## [Task brief]
Pick out each line in the records below that contains the word "every", and copy those lines unchanged.

[Start]

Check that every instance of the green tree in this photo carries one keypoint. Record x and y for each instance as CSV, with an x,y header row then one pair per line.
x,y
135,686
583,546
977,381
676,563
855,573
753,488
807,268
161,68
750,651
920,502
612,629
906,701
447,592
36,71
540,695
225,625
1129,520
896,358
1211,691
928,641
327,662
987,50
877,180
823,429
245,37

[End]
[Start]

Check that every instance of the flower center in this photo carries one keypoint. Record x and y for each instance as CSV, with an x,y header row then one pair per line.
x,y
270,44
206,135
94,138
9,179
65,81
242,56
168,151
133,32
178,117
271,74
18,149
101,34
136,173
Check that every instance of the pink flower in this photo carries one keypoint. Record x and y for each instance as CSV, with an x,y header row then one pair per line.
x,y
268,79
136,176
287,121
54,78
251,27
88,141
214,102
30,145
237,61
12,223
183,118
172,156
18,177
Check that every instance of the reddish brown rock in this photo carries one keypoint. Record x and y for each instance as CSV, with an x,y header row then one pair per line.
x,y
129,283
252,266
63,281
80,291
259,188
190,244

[End]

## [Correct output]
Check that every instance of the green tree in this photo carries one keypoint. Record x and y for each instance as CSV, with an x,y header row then one pair per line.
Check that every instance of the flower center in this photo carries one keypoint. Record x and y for each instance as CSV, with an x,y header row then one pair per line.
Check that every instance of the pink flower in this photo carries one keypoint. Record x and y for each instance as CSV, with an x,y header row then one pair per line.
Check that every instance of the reddish brown rock in this photo carries one keypoint. Record x and y for each instance as CSV, with an x,y header row then one pair per line.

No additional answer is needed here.